● Document segment:
- 1Password unveils Claude partnership, letting Anthropic’s AI authenticate on users’ behalf via zero‑exposure architecture
- Users approve each login with biometrics
- New Agentic Mode in the browser extension locks down the interface when AI agents take over
Top password manager company 1Password has launched a new tool that allows artificial intelligence assistant Claude to authenticate on behalf of their user, and thus complete assignments that were previously impossible without major security tradeoffs.
1Password for Claude is built on “zero-exposure architecture” – so in practice, it means Claude can essentially ask 1Password to complete the sign-in process, but it will never see the credentials, and they will never be loaded into its memory.
In turn, 1Password will notify the user, and will request biometric approval before proceeding. Once granted, it will autofill the credentials and check to see if they were exposed on the page or not. If submission fails, it will clear the filled values and report back.
Agentic Mode
“We need a new security model that is purpose-built for agents, not just humans,” said Nancy Wang, CTO of 1Password. “The answer isn’t handing agents your secrets. It is to let a user give an agent permission to use a credential without letting the agent see it. Claude knows it used your login; it does not need the password or one-time code in its context. That distinction is where trust in agents starts and the foundation we’re building with Anthropic.”

● Data excerpts:
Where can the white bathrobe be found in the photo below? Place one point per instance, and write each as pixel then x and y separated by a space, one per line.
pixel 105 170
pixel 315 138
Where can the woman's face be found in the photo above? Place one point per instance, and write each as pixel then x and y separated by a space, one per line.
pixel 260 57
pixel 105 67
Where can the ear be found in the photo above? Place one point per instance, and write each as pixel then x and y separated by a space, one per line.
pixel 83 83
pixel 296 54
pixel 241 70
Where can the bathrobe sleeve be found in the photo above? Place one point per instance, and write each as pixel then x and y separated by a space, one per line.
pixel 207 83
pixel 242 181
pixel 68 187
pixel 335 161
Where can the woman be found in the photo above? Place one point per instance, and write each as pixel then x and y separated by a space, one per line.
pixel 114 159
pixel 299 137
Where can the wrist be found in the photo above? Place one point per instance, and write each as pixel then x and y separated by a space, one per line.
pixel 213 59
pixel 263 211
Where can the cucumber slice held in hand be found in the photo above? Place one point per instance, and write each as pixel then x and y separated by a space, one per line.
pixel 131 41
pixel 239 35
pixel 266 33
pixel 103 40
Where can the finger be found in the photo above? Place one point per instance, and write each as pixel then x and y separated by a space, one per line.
==
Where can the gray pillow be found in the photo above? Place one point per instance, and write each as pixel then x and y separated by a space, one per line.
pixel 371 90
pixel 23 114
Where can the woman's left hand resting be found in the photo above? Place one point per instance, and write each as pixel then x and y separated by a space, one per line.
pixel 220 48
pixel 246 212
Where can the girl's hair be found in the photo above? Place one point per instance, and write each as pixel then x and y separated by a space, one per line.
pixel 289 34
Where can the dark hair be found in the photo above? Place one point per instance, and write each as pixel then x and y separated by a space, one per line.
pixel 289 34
...
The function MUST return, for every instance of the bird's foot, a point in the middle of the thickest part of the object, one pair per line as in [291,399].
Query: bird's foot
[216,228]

● Brief A: In the article on 1Password for Claude, what does 1Password do if the credential submission fails?
● Brief B: Write the next part of the article about 1Password's Claude partnership, picking up after its last paragraph.

● Final answer A: It clears the filled values and reports back.

● Final answer B:
To further strengthen its security posture, 1Password also announced Agentic Mode, a new feature in the browser extension that gives users visibility and control over browser-based AI agents. When a compatible AI agent takes over, the 1Password extension automatically locks down and hides the interface. The agent can only use the logins and OTPs explicitly approved for the current task.
Even if the integration is not set up, and even if 1Password is not required for the current agentic task, Agentic Mode works, the company stressed. Other agents, besides Claude, are supported, as well.
Currently a major debate is ongoing, about how much permissions AI agents should receive, and under what rules. We’ve already seen horror stories of AI agents deleting people’s entire email inboxes, or otherwise ruining days of hard work. Whether or not this picks up or most people remain skeptical about giving AI access to certain services, remains to be seen.